Document section:
'''

Gallium Used to Fight Hospital Germs

by | 30. Aug 2021 - 15:11 | Technologies

Chinese researchers have successfully used the technology metal gallium to combat antibiotic-resistant bacteria.

The increasing resistance of germs to antibiotics poses a threat to hospital patients. According to estimates by the Robert Koch Institute, 400,000 to 600,000 people in Germany contract so-called nosocomial infections in hospitals every year. 30,000 to 35,000 of these infections are caused by multi-resistant pathogens. One third of these are caused by methicillin-resistant Staphylococcus aureus (MRSA) bacteria. The bacteria become particularly dangerous when they form a biofilm. A layer of sugars and proteins then protects the pathogen from the immune system’s grasp and makes them less sensitive to antibiotics.

'''

Actions to take:
1) According to the gallium article, how many of the yearly hospital infections in Germany are caused by multi-resistant pathogens?
2) Pick up the gallium article after its last sentence and keep writing.

Supplied data:
'''

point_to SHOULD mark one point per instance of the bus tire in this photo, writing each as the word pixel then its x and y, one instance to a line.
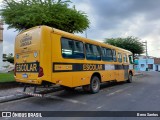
pixel 86 88
pixel 68 89
pixel 95 84
pixel 129 78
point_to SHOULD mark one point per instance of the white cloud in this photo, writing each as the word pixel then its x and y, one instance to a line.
pixel 115 18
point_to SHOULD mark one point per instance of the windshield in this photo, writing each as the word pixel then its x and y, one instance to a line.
pixel 130 59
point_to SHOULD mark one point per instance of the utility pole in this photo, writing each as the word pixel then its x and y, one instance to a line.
pixel 146 55
pixel 86 33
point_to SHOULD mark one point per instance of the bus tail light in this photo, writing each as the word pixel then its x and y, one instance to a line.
pixel 40 74
pixel 15 70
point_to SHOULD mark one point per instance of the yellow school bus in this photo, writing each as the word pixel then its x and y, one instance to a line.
pixel 45 55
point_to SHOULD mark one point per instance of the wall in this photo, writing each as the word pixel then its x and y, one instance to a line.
pixel 1 52
pixel 144 66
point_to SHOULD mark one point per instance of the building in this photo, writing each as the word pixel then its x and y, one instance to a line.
pixel 157 64
pixel 143 64
pixel 1 43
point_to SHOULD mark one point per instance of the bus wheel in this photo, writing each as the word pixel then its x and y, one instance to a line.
pixel 86 88
pixel 94 85
pixel 129 78
pixel 68 89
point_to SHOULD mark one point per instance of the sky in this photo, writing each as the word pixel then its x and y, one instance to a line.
pixel 114 18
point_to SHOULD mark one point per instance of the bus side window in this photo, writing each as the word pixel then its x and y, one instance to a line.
pixel 114 55
pixel 92 52
pixel 72 48
pixel 119 57
pixel 107 54
pixel 125 58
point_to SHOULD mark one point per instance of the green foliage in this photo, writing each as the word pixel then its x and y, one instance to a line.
pixel 10 58
pixel 24 14
pixel 130 43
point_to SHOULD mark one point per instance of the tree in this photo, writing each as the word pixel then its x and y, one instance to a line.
pixel 130 43
pixel 24 14
pixel 10 58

'''

Your responses:
1) 30,000 to 35,000 of them.

2)
Orthopedic surgeons Zubin Zhou and Xiaowei Yu from Shanghai have now investigated how conventional antibiotics can still be effective when the structure of the bacterium is weakened. This should be achieved by using gallium. The technology metal prevents the bacterium from absorbing iron, which leads to a nutrient deficiency. It was already known from previous experiments that the use of different gallium-containing compounds (gallium protoporphyrin and gallium nitrate) was highly effective, presumably because the substances target different parts of the pathogen. In the new experiment, the observations were confirmed. Two days after treatment with gallium, the biofilm had significantly regressed, allowing it to be controlled with a fraction of the antibiotic dose normally required. The findings could be particularly helpful in treating prosthetic infections and osteomyelitis, Zhou and Yu write.